Provided text:
▼

When did we cahnge our mind to wire a 230v fan at 120, and why? seems like the motor will burnout or more accurated brownout, heck I don't care but seems like it would be smarter to wire it properly the first time.


----------



## skunk (Jun 28, 2006)

is 115 okay as well? anyways here the fan im bidding on. goodluck to me . http://cgi.ebay.com/1-Comair-circ-Fa...QQcmdZViewitem.okay i myself go turned around in here somewhere because they are 3 links and this is the 1 he bidded on . and maybe perhaps i overlooked 230 myself on the 2nd link and saw 220 what i wanted to see .


----------



## naturalhi (Jun 28, 2006)

skunk said:
			
		

> is 115 okay as well? anyways here the fan im bidding on. goodluck to me . http://cgi.ebay.com/1-Comair-circ-Fa...QQcmdZViewitem.okay i myself go turned around in here somewhere because they are 3 links and this is the 1 he bidded on . and maybe perhaps i overlooked 230 myself on the 2nd link and saw 220 what i wanted to see .

▲

Work instructions:
1: Retype a passage from the fan wiring thread word for word: begin at the words "## skunk (Jun" and stop after the words "naturalhi (Jun 28, 2006)".
2: Answer these questions from the fan wiring thread:
(a) What voltage is the fan in the first post rated for, and at what voltage is it being wired?
(b) On what date did skunk post?
(c) Which user quotes skunk's post?
3: Proceed with the fan wiring thread from the point where it stops.

(Point placement records)
▼

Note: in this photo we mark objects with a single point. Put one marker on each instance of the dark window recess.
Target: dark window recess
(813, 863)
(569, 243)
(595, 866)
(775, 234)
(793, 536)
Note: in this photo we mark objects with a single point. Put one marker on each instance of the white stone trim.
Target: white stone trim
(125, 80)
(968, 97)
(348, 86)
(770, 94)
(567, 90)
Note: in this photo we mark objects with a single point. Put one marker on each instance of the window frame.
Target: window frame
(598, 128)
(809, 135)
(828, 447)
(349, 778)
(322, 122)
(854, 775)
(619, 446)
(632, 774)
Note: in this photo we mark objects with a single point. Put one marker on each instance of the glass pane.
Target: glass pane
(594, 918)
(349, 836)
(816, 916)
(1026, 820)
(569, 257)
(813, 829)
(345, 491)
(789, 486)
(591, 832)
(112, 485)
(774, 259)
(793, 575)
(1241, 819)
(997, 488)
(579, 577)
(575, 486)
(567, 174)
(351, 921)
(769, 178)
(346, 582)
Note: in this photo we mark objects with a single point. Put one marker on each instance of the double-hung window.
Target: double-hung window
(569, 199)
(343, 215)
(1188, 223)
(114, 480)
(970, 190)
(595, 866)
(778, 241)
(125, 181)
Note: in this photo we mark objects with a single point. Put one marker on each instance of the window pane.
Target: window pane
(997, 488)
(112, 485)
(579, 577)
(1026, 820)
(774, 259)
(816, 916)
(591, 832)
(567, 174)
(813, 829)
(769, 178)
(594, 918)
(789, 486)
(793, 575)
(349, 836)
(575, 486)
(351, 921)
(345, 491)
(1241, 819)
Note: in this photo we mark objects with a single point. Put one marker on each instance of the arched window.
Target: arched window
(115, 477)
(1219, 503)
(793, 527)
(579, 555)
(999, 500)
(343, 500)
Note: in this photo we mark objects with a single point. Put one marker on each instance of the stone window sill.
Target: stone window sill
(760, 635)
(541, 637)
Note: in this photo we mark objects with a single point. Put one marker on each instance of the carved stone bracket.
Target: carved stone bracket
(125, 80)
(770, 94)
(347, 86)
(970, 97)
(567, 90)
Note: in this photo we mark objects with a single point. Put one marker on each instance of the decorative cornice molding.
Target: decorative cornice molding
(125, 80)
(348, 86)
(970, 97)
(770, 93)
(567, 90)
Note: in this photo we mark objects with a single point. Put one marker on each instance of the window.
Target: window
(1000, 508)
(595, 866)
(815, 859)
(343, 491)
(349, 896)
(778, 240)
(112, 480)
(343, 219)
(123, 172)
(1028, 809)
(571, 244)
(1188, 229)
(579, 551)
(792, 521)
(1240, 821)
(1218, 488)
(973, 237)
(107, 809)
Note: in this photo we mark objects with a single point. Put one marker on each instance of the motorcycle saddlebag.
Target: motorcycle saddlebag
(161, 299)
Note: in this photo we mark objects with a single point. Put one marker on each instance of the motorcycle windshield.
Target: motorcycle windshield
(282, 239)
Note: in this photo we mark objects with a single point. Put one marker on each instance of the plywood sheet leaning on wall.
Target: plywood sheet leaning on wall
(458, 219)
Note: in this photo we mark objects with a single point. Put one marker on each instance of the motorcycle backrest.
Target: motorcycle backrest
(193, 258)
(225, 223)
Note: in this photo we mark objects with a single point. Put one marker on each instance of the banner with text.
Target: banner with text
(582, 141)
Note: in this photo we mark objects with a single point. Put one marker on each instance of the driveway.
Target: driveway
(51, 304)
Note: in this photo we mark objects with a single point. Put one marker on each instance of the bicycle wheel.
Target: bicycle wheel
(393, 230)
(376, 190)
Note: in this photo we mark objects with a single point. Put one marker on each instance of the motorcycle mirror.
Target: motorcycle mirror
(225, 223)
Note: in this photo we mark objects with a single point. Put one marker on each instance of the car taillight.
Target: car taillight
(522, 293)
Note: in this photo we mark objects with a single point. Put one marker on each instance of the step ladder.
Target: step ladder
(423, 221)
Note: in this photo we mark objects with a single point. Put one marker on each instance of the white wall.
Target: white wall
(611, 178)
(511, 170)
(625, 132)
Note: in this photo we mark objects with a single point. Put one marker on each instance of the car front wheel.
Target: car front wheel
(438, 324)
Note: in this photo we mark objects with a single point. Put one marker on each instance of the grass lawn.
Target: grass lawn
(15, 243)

▲

Results of the tasks:
1:
## skunk (Jun 28, 2006)

is 115 okay as well? anyways here the fan im bidding on. goodluck to me . http://cgi.ebay.com/1-Comair-circ-Fa...QQcmdZViewitem.okay i myself go turned around in here somewhere because they are 3 links and this is the 1 he bidded on . and maybe perhaps i overlooked 230 myself on the 2nd link and saw 220 what i wanted to see .


----------



## naturalhi (Jun 28, 2006)

2:
(a) It is a 230v fan being wired at 120.
(b) Jun 28, 2006.
(c) naturalhi.

3:
 
If you're running your HID @ 240v the 220 -240v fan will wire in to same system, the 115v fan will run on house current. 

How do ya'll use these fans to grow with?


----------



## mcdillioh (Jul 5, 2006)

gonna be using it for ventilation. found a fan on ebay with a power cord - yeah! lol - no way i can screw it up. anyway thanks all for all the help.


----------



## naturalhi (Jul 5, 2006)

Cool!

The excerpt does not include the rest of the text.